### STATED TASK
In the listing below, locate the line containing "Reviewer note: every instance of the boulder"; reproduce that line and all lines that follow it, unchanged.

— START OF SOURCE DATA —

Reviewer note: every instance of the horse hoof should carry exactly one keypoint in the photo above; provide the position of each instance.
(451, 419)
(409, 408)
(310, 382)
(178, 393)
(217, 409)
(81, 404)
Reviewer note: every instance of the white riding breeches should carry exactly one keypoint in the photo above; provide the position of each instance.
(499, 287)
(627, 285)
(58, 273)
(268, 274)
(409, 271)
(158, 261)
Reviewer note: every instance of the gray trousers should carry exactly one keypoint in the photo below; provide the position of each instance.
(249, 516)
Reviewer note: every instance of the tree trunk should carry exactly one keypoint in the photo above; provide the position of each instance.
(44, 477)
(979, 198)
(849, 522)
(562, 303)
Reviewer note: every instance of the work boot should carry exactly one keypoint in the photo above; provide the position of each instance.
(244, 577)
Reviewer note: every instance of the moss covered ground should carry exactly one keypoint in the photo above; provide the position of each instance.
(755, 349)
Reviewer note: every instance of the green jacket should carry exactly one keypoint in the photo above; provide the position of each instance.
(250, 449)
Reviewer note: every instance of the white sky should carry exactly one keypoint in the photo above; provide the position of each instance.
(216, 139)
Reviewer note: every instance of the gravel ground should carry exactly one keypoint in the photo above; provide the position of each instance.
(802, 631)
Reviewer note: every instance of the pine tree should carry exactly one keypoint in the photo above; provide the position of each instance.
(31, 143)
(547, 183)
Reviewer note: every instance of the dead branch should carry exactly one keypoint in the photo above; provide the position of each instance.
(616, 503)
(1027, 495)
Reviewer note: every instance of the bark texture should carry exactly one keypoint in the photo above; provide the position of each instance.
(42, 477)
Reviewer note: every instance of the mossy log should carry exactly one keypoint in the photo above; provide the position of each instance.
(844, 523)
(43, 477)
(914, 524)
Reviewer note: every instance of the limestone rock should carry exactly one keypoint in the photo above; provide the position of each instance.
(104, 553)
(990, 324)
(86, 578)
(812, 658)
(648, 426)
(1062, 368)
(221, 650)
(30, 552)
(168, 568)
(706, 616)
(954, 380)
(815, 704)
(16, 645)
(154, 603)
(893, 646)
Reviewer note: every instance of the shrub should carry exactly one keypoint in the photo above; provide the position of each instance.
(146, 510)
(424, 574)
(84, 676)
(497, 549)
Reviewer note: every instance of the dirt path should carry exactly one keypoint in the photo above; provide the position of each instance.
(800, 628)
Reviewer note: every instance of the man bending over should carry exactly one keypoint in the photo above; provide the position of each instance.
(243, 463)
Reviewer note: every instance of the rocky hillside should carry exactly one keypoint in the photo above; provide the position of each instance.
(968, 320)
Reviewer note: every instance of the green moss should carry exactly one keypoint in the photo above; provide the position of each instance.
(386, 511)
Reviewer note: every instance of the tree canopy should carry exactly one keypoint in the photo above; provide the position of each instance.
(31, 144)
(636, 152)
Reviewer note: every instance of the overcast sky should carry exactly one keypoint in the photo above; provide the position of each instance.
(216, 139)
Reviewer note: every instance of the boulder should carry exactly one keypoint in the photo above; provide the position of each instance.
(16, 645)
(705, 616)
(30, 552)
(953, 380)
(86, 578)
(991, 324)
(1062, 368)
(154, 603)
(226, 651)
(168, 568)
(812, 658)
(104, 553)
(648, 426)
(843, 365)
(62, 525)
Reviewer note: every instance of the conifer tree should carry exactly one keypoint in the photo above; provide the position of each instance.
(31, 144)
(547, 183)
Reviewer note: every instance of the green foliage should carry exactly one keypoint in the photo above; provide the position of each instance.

— END OF SOURCE DATA —

### TASK SOLUTION
Reviewer note: every instance of the boulder should carry exactly one keypoint in the photo above; provide the position of each instance.
(16, 645)
(705, 616)
(30, 552)
(953, 380)
(86, 578)
(991, 324)
(1062, 368)
(154, 603)
(226, 651)
(168, 568)
(812, 658)
(104, 553)
(648, 426)
(843, 365)
(62, 525)
Reviewer note: every instance of the conifer tree should carry exactly one keypoint in the photo above; provide the position of each instance.
(31, 144)
(547, 183)
Reviewer note: every instance of the green foliage should carry exactly one keypoint in the photo above; provide the position of each instance.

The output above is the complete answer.